• [What the exercise asks]
Write out the listing beneath this instruction in its entirety, exactly as it reads.

• [Rows]
************

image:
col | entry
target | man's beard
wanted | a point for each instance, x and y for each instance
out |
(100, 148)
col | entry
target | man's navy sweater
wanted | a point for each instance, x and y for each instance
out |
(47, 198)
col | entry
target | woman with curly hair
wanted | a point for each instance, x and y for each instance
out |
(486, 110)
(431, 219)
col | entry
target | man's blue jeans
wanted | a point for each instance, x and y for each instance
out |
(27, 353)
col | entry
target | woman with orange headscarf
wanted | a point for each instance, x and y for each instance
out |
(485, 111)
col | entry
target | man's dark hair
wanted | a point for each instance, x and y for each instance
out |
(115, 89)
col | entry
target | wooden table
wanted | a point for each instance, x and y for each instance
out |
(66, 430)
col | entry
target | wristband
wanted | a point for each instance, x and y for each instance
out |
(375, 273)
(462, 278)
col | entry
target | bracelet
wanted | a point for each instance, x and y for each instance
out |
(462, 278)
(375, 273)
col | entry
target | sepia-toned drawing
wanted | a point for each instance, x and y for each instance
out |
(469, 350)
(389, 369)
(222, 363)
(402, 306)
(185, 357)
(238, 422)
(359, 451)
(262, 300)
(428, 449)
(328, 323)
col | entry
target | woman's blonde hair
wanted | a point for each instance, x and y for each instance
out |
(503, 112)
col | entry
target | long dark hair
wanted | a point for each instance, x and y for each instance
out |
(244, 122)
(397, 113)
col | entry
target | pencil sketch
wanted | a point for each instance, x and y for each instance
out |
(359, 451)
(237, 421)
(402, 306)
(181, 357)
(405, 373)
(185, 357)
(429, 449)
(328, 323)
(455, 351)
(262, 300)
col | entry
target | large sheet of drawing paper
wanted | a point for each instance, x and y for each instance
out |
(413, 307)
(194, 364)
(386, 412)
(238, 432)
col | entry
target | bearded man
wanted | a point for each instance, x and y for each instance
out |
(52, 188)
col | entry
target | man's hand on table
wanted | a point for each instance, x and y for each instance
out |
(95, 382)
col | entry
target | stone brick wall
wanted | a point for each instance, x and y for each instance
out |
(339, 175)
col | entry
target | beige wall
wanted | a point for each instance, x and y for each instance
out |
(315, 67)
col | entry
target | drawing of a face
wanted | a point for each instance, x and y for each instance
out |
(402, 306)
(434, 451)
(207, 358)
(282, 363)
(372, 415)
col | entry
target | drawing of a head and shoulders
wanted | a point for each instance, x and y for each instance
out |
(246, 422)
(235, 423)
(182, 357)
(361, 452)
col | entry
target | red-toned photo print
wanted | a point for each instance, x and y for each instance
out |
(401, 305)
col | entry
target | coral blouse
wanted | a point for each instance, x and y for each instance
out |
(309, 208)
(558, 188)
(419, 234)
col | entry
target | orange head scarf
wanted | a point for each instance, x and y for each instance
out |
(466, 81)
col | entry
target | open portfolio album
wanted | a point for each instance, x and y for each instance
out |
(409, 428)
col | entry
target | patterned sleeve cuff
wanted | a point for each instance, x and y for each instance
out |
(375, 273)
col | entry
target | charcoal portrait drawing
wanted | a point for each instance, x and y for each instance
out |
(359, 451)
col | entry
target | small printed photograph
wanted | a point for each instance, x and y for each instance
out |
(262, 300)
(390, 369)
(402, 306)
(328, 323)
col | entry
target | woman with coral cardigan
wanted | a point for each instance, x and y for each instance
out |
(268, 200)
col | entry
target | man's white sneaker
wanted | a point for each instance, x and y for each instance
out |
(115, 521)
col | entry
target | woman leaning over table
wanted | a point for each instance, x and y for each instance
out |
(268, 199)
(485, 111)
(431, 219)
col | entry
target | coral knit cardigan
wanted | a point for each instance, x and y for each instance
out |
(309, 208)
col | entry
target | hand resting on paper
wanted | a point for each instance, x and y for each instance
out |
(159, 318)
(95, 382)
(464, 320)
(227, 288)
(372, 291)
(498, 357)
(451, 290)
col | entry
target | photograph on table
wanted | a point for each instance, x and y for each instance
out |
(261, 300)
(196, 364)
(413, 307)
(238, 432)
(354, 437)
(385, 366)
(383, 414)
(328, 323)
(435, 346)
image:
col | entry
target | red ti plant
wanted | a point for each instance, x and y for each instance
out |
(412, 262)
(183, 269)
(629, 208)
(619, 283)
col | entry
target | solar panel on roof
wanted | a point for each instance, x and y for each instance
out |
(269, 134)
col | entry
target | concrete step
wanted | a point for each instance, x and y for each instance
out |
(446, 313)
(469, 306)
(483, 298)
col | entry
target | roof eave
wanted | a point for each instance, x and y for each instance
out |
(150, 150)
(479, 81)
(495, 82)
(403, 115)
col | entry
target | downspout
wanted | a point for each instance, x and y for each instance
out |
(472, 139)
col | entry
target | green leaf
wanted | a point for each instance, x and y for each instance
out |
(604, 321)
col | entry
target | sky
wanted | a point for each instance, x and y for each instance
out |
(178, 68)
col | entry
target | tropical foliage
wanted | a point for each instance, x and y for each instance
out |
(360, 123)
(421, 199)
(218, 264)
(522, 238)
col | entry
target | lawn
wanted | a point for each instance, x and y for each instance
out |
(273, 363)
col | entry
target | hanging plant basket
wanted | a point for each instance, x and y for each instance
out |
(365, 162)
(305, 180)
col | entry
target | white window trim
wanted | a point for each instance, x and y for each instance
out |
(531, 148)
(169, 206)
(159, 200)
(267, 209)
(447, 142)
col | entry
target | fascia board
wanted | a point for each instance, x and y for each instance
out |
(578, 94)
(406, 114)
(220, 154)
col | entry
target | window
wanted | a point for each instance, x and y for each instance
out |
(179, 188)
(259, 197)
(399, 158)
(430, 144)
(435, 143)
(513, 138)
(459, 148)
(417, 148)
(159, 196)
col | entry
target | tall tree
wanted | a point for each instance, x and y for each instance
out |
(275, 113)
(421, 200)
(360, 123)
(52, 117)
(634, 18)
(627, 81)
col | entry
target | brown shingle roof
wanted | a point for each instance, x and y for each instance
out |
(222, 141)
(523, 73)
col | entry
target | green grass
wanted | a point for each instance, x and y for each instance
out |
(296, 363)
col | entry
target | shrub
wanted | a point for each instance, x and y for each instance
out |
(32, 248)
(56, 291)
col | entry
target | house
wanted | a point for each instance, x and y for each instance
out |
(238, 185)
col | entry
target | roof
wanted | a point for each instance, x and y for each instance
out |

************

• [The reply]
image:
col | entry
target | man's beard
wanted | a point for each instance, x and y for each instance
out |
(100, 148)
col | entry
target | man's navy sweater
wanted | a point for each instance, x and y for each instance
out |
(47, 198)
col | entry
target | woman with curly hair
wanted | a point for each instance, x and y for each instance
out |
(486, 110)
(431, 219)
col | entry
target | man's blue jeans
wanted | a point for each instance, x and y for each instance
out |
(27, 353)
col | entry
target | woman with orange headscarf
wanted | a point for each instance, x and y for each instance
out |
(485, 111)
col | entry
target | man's dark hair
wanted | a point for each instance, x and y for each instance
out |
(115, 89)
col | entry
target | wooden table
wanted | a point for each instance, x and y for each instance
out |
(66, 430)
col | entry
target | wristband
wanted | a point for each instance, x and y for each instance
out |
(375, 273)
(462, 278)
col | entry
target | bracelet
wanted | a point for each instance, x and y for each instance
out |
(462, 278)
(375, 273)
col | entry
target | sepia-toned drawing
wanted | a point for each instance, x and y for each instance
out |
(469, 350)
(389, 369)
(222, 363)
(402, 306)
(185, 357)
(238, 422)
(359, 451)
(262, 300)
(428, 449)
(328, 323)
col | entry
target | woman's blonde hair
wanted | a point for each instance, x and y for each instance
out |
(503, 112)
col | entry
target | long dark hair
wanted | a point for each instance, x and y for each instance
out |
(244, 122)
(397, 113)
col | entry
target | pencil sketch
wanted | a point for each instance, x and y for each instance
out |
(359, 451)
(237, 421)
(402, 306)
(181, 357)
(405, 373)
(185, 357)
(429, 449)
(328, 323)
(455, 351)
(262, 300)
col | entry
target | large sheet of drawing paper
wanted | a point for each instance, x and y for each instance
out |
(413, 307)
(194, 364)
(386, 412)
(238, 432)
col | entry
target | bearded man
wanted | a point for each instance, x and y for each instance
out |
(52, 188)
col | entry
target | man's hand on table
wanted | a point for each instance, x and y for each instance
out |
(95, 382)
col | entry
target | stone brick wall
wanted | a point for each instance, x and y for each instance
out |
(339, 175)
col | entry
target | beige wall
wanted | a point for each instance, x and y for each instance
out |
(315, 67)
col | entry
target | drawing of a face
wanted | a point for each instance, x and y for each instance
out |
(402, 306)
(434, 451)
(207, 358)
(282, 363)
(372, 415)
col | entry
target | drawing of a head and shoulders
wanted | a point for each instance, x and y for each instance
out |
(246, 422)
(235, 423)
(182, 357)
(361, 452)
col | entry
target | red-toned photo print
wanted | a point for each instance, x and y for each instance
out |
(401, 305)
col | entry
target | coral blouse
wanted | a point for each instance, x and y for each instance
out |
(309, 208)
(558, 188)
(419, 234)
col | entry
target | orange head scarf
wanted | a point for each instance, x and y for each instance
out |
(466, 81)
col | entry
target | open portfolio album
wanted | a point for each instance, x and y for each instance
out |
(409, 428)
col | entry
target | patterned sleeve cuff
wanted | a point for each instance, x and y for each instance
out |
(375, 273)
col | entry
target | charcoal portrait drawing
wanted | a point for each instance, x and y for each instance
out |
(359, 451)
col | entry
target | small printed photograph
wanted | a point for each instance, x and y for each instance
out |
(262, 300)
(390, 369)
(402, 306)
(328, 323)
col | entry
target | woman with coral cardigan
wanted | a point for each instance, x and y for each instance
out |
(268, 200)
col | entry
target | man's white sneaker
wanted | a point for each instance, x and y for each instance
out |
(115, 521)
col | entry
target | woman leaning over table
wanted | a point for each instance, x and y for each instance
out |
(268, 199)
(485, 111)
(431, 219)
col | entry
target | coral knit cardigan
wanted | a point for each instance, x and y for each instance
out |
(309, 208)
col | entry
target | hand resting on paper
wanted | a point for each instance, x and y for each instance
out |
(159, 318)
(95, 382)
(464, 320)
(227, 288)
(372, 291)
(498, 357)
(451, 290)
col | entry
target | photograph on table
wanted | a point for each instance, x and y for each instance
out |
(261, 300)
(196, 364)
(413, 307)
(238, 432)
(354, 437)
(385, 366)
(383, 414)
(328, 323)
(435, 346)
image:
col | entry
target | red ti plant
wanted | a point for each instance, x and y for each instance
out |
(412, 262)
(183, 269)
(629, 208)
(619, 283)
col | entry
target | solar panel on roof
wanted | a point for each instance, x and y for each instance
out |
(269, 134)
col | entry
target | concrete step
wanted | a point for each instance, x and y for each instance
out |
(446, 313)
(469, 306)
(483, 298)
col | entry
target | roof eave
wanted | a point for each instance, x and y for each instance
out |
(150, 150)
(479, 81)
(495, 82)
(403, 115)
col | entry
target | downspout
wanted | a point for each instance, x and y for each instance
out |
(472, 139)
col | entry
target | green leaf
wanted | a point for each instance, x and y for each instance
out |
(604, 321)
col | entry
target | sky
wanted | a point for each instance, x and y for each instance
out |
(178, 68)
col | entry
target | tropical foliage
wanted | a point for each instance, x and y for each instance
out |
(360, 123)
(421, 199)
(218, 264)
(522, 238)
col | entry
target | lawn
wanted | a point for each instance, x and y for each instance
out |
(273, 363)
col | entry
target | hanging plant basket
wanted | a point for each instance, x and y for each instance
out |
(365, 162)
(305, 180)
col | entry
target | white window trim
wanted | a point for each instance, x and y for each instance
out |
(531, 148)
(169, 206)
(159, 200)
(267, 209)
(447, 142)
col | entry
target | fascia board
wanted | a point for each instance, x and y for each instance
out |
(578, 94)
(406, 114)
(220, 154)
col | entry
target | window
wanted | a point for each instance, x and y for each instance
out |
(179, 188)
(259, 197)
(399, 158)
(430, 144)
(435, 143)
(513, 138)
(459, 148)
(417, 148)
(159, 196)
col | entry
target | tall tree
wanted | a point for each instance, x and y for each instance
out |
(275, 113)
(421, 200)
(360, 123)
(52, 117)
(634, 18)
(627, 81)
col | entry
target | brown shingle roof
wanted | a point for each instance, x and y for each instance
out |
(222, 141)
(523, 73)
col | entry
target | green grass
wanted | a point for each instance, x and y for each instance
out |
(296, 363)
col | entry
target | shrub
wanted | a point for each instance, x and y for each instance
out |
(32, 248)
(56, 291)
col | entry
target | house
wanted | a point for each instance, x and y for each instance
out |
(238, 185)
col | entry
target | roof
wanted | a point for each instance, x and y for each instance
out |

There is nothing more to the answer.